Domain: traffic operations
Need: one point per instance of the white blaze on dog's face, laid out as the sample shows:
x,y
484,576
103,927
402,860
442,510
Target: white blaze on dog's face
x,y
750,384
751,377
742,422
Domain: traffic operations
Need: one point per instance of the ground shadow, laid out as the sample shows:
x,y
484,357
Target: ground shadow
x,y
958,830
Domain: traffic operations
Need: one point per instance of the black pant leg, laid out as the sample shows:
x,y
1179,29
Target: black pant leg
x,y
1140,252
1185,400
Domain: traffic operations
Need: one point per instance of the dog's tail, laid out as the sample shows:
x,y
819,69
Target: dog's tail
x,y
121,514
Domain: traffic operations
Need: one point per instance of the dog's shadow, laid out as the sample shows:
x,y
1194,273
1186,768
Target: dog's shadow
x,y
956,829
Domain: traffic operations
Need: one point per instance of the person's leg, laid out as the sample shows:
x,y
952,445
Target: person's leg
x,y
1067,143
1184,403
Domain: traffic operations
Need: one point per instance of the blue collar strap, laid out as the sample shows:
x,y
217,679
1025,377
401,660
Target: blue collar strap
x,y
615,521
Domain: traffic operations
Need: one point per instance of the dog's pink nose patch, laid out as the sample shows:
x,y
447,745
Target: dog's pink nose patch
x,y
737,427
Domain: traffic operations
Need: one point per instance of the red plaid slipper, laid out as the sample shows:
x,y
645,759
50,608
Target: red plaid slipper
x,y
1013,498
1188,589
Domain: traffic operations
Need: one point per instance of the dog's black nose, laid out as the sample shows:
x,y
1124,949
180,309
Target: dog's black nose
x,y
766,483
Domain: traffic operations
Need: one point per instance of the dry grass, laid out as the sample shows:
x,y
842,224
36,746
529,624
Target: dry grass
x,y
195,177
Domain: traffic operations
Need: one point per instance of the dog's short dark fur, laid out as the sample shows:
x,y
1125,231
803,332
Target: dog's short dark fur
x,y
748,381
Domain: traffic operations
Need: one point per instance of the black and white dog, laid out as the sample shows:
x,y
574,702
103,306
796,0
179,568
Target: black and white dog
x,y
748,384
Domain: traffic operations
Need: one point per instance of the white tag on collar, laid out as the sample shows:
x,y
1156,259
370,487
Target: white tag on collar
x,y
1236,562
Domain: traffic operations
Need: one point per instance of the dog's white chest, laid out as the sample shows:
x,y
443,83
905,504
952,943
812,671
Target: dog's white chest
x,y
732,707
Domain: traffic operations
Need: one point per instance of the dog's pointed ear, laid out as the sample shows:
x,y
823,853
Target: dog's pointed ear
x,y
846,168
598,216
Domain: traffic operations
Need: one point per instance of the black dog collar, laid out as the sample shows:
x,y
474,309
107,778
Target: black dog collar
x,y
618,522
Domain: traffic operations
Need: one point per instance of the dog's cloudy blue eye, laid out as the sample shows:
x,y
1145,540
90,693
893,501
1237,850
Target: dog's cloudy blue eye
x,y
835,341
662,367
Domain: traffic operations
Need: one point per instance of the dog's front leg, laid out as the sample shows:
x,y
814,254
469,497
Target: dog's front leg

> [TASK GOAL] Lines that contain "front" should be pulled from the entries above and reported.

> [ANSWER TO THE EXERCISE]
Need: one point per instance of the dog's front leg, laid out as the sample shows:
Target: dog's front leg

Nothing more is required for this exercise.